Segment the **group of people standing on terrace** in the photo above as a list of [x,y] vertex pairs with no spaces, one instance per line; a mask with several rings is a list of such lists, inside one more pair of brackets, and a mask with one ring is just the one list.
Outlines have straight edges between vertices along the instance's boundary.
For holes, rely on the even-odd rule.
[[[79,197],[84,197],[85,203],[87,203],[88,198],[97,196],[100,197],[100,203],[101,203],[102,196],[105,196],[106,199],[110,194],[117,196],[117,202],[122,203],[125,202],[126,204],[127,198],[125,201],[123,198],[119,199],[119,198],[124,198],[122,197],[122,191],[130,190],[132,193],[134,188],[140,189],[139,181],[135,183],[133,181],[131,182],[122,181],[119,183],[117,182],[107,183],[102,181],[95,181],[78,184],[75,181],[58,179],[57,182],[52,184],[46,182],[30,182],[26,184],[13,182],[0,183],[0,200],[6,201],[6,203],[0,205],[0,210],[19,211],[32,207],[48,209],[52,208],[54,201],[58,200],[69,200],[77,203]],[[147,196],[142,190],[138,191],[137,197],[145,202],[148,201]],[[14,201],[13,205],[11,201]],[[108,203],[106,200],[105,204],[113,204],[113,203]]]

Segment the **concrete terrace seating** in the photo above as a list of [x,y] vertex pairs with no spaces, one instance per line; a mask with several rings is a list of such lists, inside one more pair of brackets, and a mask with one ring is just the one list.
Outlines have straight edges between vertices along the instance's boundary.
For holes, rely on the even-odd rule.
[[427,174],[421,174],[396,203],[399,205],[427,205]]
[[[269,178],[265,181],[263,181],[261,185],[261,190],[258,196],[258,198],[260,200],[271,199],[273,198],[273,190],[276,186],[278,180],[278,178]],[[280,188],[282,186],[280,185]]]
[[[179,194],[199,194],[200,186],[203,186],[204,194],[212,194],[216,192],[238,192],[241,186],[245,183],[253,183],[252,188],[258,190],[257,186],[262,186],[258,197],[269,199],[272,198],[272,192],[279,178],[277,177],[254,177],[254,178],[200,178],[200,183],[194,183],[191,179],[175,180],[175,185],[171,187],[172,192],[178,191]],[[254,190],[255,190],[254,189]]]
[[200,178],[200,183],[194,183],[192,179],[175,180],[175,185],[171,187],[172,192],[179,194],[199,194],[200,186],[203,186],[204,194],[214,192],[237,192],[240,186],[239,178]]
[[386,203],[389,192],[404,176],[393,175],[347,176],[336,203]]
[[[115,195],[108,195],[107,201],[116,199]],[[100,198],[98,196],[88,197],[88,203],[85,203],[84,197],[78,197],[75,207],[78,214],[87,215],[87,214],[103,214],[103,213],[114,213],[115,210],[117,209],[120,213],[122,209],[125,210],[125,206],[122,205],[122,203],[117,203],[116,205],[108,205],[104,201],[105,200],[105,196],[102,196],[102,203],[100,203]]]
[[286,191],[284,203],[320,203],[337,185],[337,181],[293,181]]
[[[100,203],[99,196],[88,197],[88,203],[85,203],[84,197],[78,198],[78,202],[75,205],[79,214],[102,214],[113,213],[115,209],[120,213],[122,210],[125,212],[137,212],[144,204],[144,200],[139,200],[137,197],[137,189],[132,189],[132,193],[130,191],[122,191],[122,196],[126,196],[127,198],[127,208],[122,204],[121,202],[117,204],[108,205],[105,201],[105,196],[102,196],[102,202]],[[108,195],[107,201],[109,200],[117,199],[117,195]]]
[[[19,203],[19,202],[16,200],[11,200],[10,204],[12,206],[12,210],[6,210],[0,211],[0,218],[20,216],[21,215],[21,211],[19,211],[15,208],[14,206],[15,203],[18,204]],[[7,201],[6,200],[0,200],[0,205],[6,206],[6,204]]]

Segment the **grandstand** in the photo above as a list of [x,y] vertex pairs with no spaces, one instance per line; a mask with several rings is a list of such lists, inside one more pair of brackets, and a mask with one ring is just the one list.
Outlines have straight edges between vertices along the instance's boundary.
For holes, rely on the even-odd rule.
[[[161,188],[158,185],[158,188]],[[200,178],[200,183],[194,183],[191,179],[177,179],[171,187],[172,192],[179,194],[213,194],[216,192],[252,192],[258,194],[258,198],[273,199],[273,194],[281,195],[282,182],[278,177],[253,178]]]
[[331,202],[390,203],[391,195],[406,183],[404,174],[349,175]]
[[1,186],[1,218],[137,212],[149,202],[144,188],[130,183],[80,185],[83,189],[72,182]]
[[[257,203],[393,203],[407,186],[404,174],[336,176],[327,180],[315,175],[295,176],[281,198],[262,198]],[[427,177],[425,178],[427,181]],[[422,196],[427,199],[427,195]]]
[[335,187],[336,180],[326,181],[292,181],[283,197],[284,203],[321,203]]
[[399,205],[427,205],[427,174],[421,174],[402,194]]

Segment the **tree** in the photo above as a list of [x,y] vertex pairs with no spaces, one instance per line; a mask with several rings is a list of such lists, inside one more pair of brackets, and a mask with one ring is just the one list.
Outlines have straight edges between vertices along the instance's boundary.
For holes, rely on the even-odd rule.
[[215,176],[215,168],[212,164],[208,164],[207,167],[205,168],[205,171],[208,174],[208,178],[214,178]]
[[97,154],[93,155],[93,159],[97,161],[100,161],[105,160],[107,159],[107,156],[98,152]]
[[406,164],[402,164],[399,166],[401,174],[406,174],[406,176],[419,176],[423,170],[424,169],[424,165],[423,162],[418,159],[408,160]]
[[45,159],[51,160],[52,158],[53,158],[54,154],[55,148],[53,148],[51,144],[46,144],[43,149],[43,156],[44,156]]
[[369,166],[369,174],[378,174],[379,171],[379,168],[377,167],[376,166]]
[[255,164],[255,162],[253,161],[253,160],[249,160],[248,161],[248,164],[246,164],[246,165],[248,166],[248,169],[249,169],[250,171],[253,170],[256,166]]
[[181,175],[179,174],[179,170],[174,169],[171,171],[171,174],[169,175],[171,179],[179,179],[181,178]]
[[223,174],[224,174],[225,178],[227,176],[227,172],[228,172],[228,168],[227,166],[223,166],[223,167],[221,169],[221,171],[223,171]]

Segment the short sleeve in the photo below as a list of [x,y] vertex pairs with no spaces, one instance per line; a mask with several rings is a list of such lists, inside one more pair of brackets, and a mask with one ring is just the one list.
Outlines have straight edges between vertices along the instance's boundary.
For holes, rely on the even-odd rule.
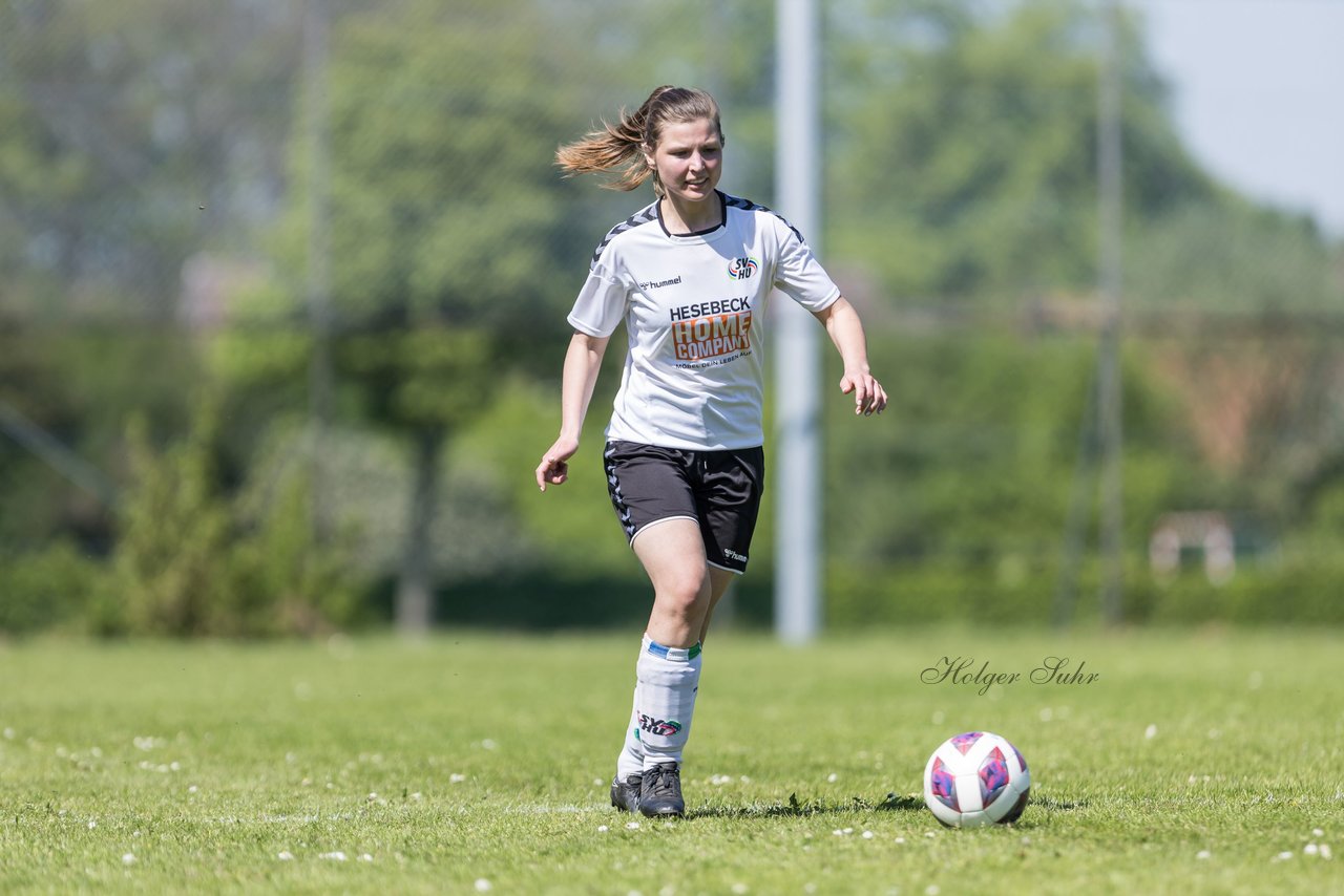
[[827,274],[812,249],[784,220],[780,228],[780,261],[775,265],[774,285],[784,294],[809,312],[820,312],[840,298],[840,287]]
[[599,261],[589,271],[570,312],[570,326],[589,336],[610,336],[625,317],[629,290]]

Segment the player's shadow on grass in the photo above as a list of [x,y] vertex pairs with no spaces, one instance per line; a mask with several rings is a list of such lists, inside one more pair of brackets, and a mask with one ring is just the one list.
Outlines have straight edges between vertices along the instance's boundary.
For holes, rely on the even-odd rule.
[[[1052,797],[1032,798],[1027,807],[1035,806],[1047,813],[1074,811],[1086,809],[1087,802],[1074,802],[1055,799]],[[812,815],[828,815],[855,811],[896,811],[896,813],[925,813],[927,807],[921,797],[902,797],[900,794],[887,794],[882,802],[874,802],[862,797],[852,797],[845,801],[825,802],[821,799],[798,799],[797,794],[789,794],[786,803],[751,803],[747,806],[707,806],[694,809],[688,815],[694,818],[806,818]],[[1015,826],[1021,827],[1021,822]],[[1031,826],[1028,819],[1027,826]]]
[[798,799],[797,794],[789,794],[786,803],[751,803],[747,806],[707,806],[695,809],[689,815],[696,818],[808,818],[812,815],[829,815],[855,811],[925,811],[923,801],[918,797],[900,797],[887,794],[882,802],[852,797],[851,799],[827,802],[821,799]]

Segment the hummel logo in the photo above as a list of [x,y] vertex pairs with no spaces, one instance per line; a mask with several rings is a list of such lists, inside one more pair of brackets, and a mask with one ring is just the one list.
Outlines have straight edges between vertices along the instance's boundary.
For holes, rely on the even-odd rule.
[[645,281],[645,282],[640,283],[640,289],[644,289],[644,290],[663,289],[664,286],[676,286],[680,282],[681,282],[681,275],[677,274],[672,279],[650,279],[650,281]]

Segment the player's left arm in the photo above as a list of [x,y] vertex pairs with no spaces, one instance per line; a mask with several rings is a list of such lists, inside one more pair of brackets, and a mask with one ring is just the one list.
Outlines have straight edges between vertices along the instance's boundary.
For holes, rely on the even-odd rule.
[[840,391],[845,395],[853,392],[853,412],[864,416],[882,414],[887,407],[887,391],[868,369],[868,340],[863,333],[859,312],[841,296],[812,316],[827,328],[827,334],[840,352],[844,361]]

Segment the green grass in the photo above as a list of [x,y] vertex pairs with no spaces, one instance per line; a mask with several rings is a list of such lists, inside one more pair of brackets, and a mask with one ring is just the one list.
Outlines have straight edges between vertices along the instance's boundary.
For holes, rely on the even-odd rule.
[[[636,649],[480,633],[0,646],[0,891],[1344,887],[1337,633],[805,649],[727,633],[706,652],[689,817],[632,827],[606,791]],[[945,656],[1023,680],[922,682]],[[1099,677],[1032,684],[1048,656]],[[1032,803],[1012,827],[946,830],[918,797],[923,763],[977,728],[1025,755]]]

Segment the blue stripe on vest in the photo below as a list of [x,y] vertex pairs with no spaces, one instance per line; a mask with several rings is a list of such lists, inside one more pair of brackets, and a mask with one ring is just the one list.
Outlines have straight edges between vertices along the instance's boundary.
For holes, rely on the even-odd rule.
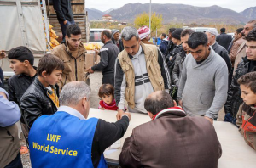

+--

Reproduce everything from the line containing "Segment the **concrete" down to the line containing "[[427,174],[421,174],[396,203],[399,205],[427,205]]", including the requests, and give only those lines. In the answers, multiply every coordinate by 1.2 and round to whole numbers, with halves rounded up.

Problem solution:
Segment the **concrete terrace seating** in the photo above as a list of [x,y] vertex pairs with no spaces, one instance per line; a mask with several rings is a list of such lists, inside one more pair of brackets, and a mask with one ring is just the one list.
Outlines have straight edges between vertices along the instance's boundary.
For holes, rely on the even-odd rule.
[[512,209],[505,209],[475,244],[479,246],[512,246]]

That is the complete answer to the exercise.